• _Exercise objective_
Quote the lines below exactly, from the one that holds "[pin] smiling face" through the final line of the records, and only those.

********************

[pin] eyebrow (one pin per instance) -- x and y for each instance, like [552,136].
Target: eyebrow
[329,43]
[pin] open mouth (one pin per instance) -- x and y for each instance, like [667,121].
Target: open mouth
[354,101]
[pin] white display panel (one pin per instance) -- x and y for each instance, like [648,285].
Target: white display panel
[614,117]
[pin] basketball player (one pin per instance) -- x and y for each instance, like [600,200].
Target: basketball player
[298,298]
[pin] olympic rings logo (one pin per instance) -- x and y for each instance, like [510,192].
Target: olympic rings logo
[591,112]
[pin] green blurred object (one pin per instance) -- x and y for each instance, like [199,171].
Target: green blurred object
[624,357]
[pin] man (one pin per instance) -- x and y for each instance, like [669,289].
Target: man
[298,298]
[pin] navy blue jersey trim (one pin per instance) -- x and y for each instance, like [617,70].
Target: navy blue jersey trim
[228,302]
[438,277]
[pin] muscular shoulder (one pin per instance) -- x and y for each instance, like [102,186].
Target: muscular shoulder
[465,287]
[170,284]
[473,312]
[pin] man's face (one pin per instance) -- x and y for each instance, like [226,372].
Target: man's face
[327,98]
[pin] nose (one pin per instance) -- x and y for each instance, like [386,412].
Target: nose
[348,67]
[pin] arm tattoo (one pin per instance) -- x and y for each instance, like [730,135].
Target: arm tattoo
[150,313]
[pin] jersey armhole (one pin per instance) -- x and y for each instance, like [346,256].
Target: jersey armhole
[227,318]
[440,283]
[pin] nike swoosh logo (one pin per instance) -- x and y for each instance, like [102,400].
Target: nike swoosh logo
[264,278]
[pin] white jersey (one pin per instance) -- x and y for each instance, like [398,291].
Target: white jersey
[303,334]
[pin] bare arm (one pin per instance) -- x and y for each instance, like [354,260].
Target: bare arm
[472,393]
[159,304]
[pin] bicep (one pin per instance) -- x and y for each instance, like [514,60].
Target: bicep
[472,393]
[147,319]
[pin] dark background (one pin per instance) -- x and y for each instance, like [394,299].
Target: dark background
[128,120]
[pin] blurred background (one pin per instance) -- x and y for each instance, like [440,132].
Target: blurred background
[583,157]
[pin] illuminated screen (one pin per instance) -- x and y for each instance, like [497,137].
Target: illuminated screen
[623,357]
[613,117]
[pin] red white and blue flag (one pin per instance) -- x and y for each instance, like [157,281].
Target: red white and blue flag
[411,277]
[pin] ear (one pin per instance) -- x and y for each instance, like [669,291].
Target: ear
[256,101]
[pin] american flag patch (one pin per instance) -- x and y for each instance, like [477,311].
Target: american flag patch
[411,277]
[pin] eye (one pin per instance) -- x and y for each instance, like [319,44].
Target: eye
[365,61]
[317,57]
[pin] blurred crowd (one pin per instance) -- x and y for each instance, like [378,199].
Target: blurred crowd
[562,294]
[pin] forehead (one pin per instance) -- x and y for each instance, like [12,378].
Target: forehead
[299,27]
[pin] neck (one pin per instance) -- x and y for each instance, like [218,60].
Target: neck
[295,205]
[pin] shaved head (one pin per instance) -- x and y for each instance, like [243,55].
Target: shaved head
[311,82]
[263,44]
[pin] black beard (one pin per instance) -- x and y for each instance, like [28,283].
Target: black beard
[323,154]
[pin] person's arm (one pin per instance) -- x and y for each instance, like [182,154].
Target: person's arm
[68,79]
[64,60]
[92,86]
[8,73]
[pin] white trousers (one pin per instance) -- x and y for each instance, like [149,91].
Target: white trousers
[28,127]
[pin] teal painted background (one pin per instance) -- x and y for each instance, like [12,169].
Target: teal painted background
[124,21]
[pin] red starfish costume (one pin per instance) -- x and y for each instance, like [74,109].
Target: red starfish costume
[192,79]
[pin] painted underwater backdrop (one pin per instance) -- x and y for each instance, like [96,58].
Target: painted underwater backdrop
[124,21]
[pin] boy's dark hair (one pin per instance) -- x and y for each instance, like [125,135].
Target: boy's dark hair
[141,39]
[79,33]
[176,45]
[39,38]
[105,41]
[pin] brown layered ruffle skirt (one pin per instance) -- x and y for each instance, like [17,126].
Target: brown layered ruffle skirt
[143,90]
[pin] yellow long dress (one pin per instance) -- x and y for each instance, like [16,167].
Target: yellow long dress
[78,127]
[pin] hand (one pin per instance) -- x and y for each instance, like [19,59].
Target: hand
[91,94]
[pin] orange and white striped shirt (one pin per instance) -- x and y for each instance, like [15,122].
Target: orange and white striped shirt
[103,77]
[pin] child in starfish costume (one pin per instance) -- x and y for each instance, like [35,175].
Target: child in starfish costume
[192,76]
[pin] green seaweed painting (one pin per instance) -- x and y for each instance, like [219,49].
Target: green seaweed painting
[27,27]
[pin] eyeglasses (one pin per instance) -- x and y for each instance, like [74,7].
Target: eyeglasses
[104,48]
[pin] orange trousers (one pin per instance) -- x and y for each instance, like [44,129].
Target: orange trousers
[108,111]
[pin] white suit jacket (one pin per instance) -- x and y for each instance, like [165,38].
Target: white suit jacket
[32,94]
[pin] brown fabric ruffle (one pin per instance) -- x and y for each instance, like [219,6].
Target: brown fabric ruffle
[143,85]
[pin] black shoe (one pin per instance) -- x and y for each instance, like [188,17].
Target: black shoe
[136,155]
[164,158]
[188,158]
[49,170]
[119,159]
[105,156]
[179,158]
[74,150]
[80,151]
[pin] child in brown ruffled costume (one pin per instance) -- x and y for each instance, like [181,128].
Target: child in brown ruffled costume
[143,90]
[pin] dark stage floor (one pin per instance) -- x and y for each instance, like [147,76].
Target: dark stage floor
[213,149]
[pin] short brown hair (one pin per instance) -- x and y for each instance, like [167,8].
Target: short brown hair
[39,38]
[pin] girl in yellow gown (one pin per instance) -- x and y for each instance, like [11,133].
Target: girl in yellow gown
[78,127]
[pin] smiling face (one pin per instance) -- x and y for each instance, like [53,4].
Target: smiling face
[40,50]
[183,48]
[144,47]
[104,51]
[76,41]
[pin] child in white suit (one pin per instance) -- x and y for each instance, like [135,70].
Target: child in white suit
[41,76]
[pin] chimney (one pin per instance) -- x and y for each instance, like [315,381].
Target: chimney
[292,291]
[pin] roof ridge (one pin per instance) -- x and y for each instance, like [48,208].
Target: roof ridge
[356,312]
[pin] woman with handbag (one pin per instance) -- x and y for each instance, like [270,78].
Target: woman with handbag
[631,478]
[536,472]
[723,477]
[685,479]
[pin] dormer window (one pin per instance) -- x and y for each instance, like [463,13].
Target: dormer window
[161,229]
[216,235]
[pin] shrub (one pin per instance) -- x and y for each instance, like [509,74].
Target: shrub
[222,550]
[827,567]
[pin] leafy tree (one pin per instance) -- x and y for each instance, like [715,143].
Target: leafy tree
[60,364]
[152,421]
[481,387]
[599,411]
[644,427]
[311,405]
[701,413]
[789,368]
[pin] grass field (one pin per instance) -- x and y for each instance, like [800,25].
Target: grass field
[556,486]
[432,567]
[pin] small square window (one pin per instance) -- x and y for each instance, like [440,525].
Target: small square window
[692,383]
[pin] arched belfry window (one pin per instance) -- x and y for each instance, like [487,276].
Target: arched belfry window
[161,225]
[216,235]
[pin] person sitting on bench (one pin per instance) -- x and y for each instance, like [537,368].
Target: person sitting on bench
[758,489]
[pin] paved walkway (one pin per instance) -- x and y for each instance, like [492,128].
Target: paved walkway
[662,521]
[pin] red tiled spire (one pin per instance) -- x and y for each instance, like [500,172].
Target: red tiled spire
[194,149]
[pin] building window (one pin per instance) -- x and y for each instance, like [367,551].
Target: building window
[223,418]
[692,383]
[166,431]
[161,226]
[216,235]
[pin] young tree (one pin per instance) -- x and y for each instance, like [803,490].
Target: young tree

********************

• _Problem solution_
[pin] smiling face (one pin per instance) -- x and y for each instance, like [53,4].
Target: smiling face
[40,50]
[183,48]
[144,47]
[104,51]
[76,41]
[pin] child in white suit (one pin per instance) -- x and y for each instance, like [135,70].
Target: child in white suit
[41,76]
[pin] chimney (one pin per instance) -- x and y for each instance, like [315,381].
Target: chimney
[292,291]
[pin] roof ridge (one pin per instance) -- x and y for each instance, like [48,208].
Target: roof ridge
[356,312]
[pin] woman with handbag (one pin per instance) -- x and y for each instance, like [270,78].
Target: woman with handbag
[631,478]
[536,472]
[723,477]
[685,479]
[pin] dormer window (one pin per instance) -- x and y for each instance, like [463,13].
Target: dormer window
[161,229]
[216,235]
[pin] shrub (one pin per instance) -- x and y for each instance, like [509,74].
Target: shrub
[222,550]
[827,567]
[pin] leafy tree (one pin per instance) -- x and y for each instance, like [715,143].
Target: leafy tree
[60,364]
[152,421]
[481,387]
[599,411]
[644,427]
[311,405]
[701,413]
[789,368]
[pin] grass field (one pin per instance) -- x and y for each instance, like [800,25].
Target: grass field
[556,486]
[432,567]
[pin] small square window (one pin per instance) -- x and y for each instance, like [440,525].
Target: small square window
[692,383]
[pin] arched belfry window (one pin per instance) -- x and y for each instance, like [487,276].
Target: arched belfry window
[161,225]
[216,235]
[pin] person sitting on bench (one pin per instance) -- x and y for each instance, like [537,368].
Target: person sitting on bench
[758,489]
[pin] paved walkway (one pin per instance) -- x and y for each instance, like [492,128].
Target: paved walkway
[662,521]
[pin] red tiled spire (one pin per instance) -- x and y for each instance, like [500,172].
Target: red tiled spire
[194,149]
[pin] building window (one pin per instance) -- x and y for each instance, like [367,551].
Target: building window
[223,418]
[692,383]
[166,431]
[161,226]
[216,235]
[pin] young tree (one pin per instance) -- x and y for each instance, like [803,490].
Target: young tree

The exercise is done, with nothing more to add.